[[ Materials provided open ]]

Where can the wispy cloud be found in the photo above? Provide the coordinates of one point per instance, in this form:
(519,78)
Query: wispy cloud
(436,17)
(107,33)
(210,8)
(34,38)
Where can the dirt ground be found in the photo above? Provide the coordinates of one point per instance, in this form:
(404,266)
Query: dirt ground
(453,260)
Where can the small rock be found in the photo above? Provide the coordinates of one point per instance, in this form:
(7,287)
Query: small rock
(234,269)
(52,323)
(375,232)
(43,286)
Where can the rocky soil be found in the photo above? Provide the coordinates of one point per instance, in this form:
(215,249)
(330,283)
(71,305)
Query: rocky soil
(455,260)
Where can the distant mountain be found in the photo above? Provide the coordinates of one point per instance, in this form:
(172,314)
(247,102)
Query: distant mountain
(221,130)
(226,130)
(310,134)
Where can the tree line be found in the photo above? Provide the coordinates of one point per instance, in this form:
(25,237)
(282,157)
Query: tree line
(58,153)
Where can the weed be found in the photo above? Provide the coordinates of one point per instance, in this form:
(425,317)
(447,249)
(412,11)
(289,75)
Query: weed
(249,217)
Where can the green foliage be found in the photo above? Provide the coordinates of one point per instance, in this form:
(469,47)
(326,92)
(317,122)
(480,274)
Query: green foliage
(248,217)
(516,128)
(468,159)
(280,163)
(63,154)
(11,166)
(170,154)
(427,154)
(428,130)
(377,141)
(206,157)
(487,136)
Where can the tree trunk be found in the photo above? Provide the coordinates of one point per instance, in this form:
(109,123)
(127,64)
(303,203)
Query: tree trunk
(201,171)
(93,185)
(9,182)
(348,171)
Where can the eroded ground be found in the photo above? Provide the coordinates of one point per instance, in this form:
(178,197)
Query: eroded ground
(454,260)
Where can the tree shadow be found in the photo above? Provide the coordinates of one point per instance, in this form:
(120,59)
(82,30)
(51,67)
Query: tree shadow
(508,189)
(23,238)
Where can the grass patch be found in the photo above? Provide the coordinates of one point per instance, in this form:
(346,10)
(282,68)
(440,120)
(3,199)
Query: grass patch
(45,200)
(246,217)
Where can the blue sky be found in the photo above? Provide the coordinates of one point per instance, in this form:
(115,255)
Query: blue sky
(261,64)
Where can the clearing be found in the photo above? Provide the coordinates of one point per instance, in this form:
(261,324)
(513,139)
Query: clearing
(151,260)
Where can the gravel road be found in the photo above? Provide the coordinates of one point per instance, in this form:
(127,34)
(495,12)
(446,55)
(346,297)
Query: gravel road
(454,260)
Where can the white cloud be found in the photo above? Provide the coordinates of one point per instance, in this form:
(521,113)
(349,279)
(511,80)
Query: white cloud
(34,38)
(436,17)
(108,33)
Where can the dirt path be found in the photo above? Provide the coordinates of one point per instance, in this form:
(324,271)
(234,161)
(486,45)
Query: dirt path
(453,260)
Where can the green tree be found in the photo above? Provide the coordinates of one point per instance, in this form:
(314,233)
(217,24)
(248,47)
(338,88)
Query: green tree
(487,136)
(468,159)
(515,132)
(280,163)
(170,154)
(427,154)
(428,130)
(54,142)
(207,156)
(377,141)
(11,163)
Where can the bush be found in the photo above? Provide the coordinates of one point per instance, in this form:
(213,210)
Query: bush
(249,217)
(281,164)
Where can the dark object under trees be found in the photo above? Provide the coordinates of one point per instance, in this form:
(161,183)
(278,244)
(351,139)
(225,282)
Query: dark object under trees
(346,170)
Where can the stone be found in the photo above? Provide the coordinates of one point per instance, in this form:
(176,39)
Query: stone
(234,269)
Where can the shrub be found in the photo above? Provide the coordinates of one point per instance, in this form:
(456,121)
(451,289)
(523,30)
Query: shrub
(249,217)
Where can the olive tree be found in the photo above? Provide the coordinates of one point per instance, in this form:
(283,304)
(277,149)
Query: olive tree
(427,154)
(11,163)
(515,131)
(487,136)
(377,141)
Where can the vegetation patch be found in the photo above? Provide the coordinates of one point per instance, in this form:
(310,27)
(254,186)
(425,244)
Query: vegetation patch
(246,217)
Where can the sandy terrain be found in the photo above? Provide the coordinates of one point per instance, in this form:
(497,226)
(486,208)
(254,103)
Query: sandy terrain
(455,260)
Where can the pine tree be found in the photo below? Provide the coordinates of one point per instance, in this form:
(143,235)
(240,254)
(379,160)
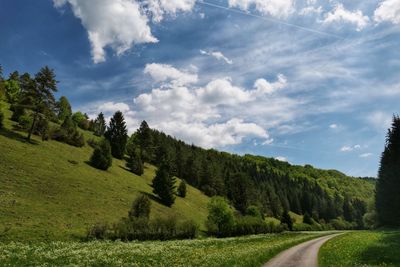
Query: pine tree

[[ Materials provided closed ]]

Work task:
All entries above must be printed again verbatim, with images excluded.

Answer space:
Where can the wispy cloud be found in the photo above? Provide the coordinates of one point per instance, in this form:
(519,78)
Query: wispy cloud
(436,17)
(107,33)
(210,8)
(34,38)
Where can the dirt ground be found in the photo above? Provide the coordinates of one point per instance, in this form:
(404,266)
Query: dirt ground
(453,260)
Where can the small rock be found in the photo above? Provide the coordinates of one point per instance, in this form:
(7,287)
Query: small rock
(234,269)
(52,323)
(375,232)
(43,286)
Where can the rocky soil be found in the photo above? Provide the coordinates of one point per instance, in this form:
(215,249)
(330,283)
(71,305)
Query: rocky soil
(455,260)
Where can the distant mountain be found in the photo above? Provide the coordinates of one point per instance, in this form:
(172,314)
(247,102)
Query: distant mountain
(221,130)
(226,130)
(310,134)
Where can the tree line be found in the photo above? Provide the coordinates of one point per instance, in this form:
(25,237)
(282,157)
Query: tree line
(58,153)
Where can the weed be found in the photo above? Provide the coordinates of one point per instance, in this form:
(425,317)
(447,249)
(412,11)
(289,75)
Query: weed
(249,217)
Where can the green foliage be found in the photo above? Provide the coordinates of one point per instance, in this form:
(469,47)
(326,92)
(317,122)
(480,274)
Query: green foliage
(248,217)
(516,128)
(468,159)
(280,163)
(63,154)
(11,166)
(170,154)
(427,154)
(428,130)
(377,141)
(206,157)
(487,136)
Where can the tree trunk be found in the photo above? Provide the coordinates of one point per instance, in this form:
(109,123)
(127,64)
(303,203)
Query: tree trunk
(201,171)
(93,185)
(9,182)
(348,171)
Where can the eroded ground be found in the photo above? Provide the coordinates of one point per instance, in this form:
(178,197)
Query: eroded ground
(454,260)
Where can the tree shadow be found in the photo above? Provide the coordinates of one point per instance, in this form:
(120,59)
(82,30)
(51,67)
Query: tree shadow
(508,189)
(23,238)
Where can the grass patch be found in the photo above? Provide the coordinates of one point per instance, in this form:
(346,10)
(282,68)
(440,120)
(3,199)
Query: grass patch
(45,200)
(246,217)
Where can the blue sky be found in the photo above? Provide the coordinates of one point per instance, in this form:
(115,255)
Query: blue sky
(261,64)
Where can the clearing be found in the photo above? Provide the coordinates of one point per instance, in this form:
(261,324)
(513,139)
Query: clearing
(151,260)
Where can the gravel road be found in the photo above? Provide the coordinates of one point per instance, in this form:
(127,34)
(495,12)
(446,55)
(346,297)
Query: gravel road
(454,260)
Where can the white cloud be found in the photo above? Provide the coordinates of one point per instance, in this form:
(521,113)
(349,279)
(511,80)
Query: white cloud
(34,38)
(436,17)
(108,33)
Where can the dirt path be found in the photo above? Provide the coordinates of one point per instance, in this form:
(324,271)
(234,161)
(486,45)
Query: dirt path
(453,260)
Where can the green tree be found in the photo above? Provide the coordinates of one point per instance, in this form:
(314,233)
(217,24)
(248,47)
(338,88)
Query: green tree
(487,136)
(468,159)
(515,132)
(280,163)
(170,154)
(427,154)
(428,130)
(54,142)
(207,156)
(377,141)
(11,163)
Where can the bush be found in the photo above? Provide the coordinates of one point per instance, in this form:
(213,210)
Query: bush
(249,217)
(281,164)
Where can the dark object under trees be found in the photo above? Provide the coordinates of one point per instance, in this form:
(161,183)
(278,244)
(351,139)
(225,282)
Query: dark object under trees
(346,170)
Where can the stone be found in the photo above? Provide the coordinates of one point per instance, in this form:
(176,39)
Query: stone
(234,269)
Where can the shrub be found in the photo above? Provide the coordinates of one point per instance, in this form:
(456,121)
(451,289)
(523,30)
Query: shrub
(249,217)
Where can the olive tree be found in the photo above? Provide the coordinates of one point per instance, in this form:
(283,304)
(277,149)
Query: olive tree
(427,154)
(11,163)
(515,131)
(487,136)
(377,141)
Where can the vegetation patch be found in the photo above? Provide the coordinates of one point per instance, in this form:
(310,27)
(254,186)
(425,244)
Query: vegetation patch
(246,217)
Where can the sandy terrain be found in the photo above? Provide the coordinates of one point per instance, in this form:
(497,226)
(486,208)
(254,103)
Query: sandy terrain
(455,260)
Where can the pine tree be found in the photo below? Provide the coordinates of one point per instance, in this form:
(143,235)
(240,254)
(379,160)
Query: pine tree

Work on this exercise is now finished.